• RECORDED INFORMATION
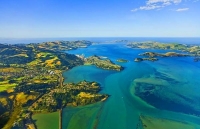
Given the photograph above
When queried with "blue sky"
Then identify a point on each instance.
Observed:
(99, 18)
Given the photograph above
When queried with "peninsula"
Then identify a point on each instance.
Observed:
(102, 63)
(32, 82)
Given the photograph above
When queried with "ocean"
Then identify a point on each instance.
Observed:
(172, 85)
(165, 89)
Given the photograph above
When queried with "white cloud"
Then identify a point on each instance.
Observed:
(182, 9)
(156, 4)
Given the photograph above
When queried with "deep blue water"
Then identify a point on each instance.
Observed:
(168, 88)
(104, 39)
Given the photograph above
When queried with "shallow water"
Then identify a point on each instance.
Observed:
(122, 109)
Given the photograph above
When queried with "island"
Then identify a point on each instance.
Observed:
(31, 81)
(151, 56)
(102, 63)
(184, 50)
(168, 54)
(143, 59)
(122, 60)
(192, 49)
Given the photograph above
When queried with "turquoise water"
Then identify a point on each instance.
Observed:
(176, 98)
---
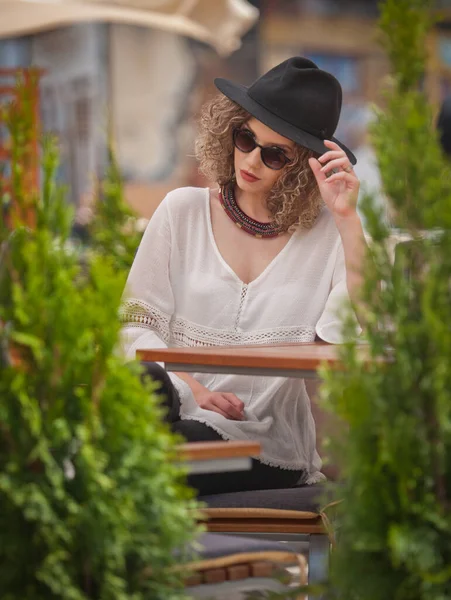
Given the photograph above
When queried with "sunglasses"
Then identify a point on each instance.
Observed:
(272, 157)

• REQUIRED ACTION
Every line of the listing that includes the word "When" forms the answer.

• FINISHED TASK
When queried with "blue sky"
When queried with "peninsula"
When queried with "ocean"
When queried with "white cloud"
When queried with "deep blue water"
When queried with "shallow water"
When queried with "island"
When queried with "turquoise water"
When queried with "sunglasses"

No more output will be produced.